Start of Dataset

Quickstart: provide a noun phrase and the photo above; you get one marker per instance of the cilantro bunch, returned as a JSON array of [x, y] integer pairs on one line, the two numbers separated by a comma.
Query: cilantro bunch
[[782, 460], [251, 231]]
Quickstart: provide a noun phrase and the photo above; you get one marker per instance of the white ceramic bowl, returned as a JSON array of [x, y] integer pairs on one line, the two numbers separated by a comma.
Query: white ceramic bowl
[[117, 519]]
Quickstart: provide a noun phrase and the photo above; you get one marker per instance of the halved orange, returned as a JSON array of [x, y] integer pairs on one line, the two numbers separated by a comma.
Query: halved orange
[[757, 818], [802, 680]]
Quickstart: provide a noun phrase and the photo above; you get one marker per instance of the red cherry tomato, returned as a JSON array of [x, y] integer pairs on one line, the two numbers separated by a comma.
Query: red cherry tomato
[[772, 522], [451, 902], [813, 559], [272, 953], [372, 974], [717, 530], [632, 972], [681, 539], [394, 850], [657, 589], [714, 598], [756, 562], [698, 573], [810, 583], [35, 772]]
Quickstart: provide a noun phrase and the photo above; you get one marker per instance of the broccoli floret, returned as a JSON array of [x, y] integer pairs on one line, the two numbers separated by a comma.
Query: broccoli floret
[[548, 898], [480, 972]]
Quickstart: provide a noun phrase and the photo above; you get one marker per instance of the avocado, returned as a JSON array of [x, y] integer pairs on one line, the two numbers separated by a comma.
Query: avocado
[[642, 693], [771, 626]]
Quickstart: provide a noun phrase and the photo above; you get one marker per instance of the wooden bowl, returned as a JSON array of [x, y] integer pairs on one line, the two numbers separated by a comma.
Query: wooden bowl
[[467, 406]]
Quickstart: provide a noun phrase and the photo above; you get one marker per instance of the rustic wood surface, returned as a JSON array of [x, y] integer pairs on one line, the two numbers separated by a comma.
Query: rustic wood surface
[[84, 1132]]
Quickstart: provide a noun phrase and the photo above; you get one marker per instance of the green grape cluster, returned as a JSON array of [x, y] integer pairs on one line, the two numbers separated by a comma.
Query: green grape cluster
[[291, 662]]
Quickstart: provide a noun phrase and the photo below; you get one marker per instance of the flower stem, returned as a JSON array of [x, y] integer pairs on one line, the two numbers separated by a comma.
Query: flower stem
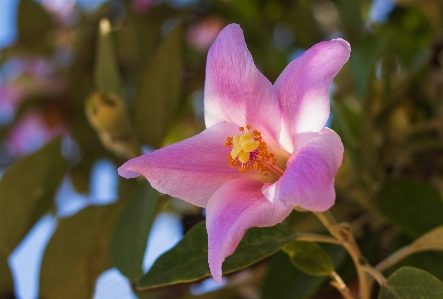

End of Dataset

» **Exercise directions**: Copy each line of the preceding data that contains the string "stem".

» **Response to the task**:
Quickstart: provide a noun phrase and the photo below; you get one marker per instance of the flower stem, returned as a JSON array of [x, y] integer pairs on one line, the two numbers separated by a comma.
Query: flower stem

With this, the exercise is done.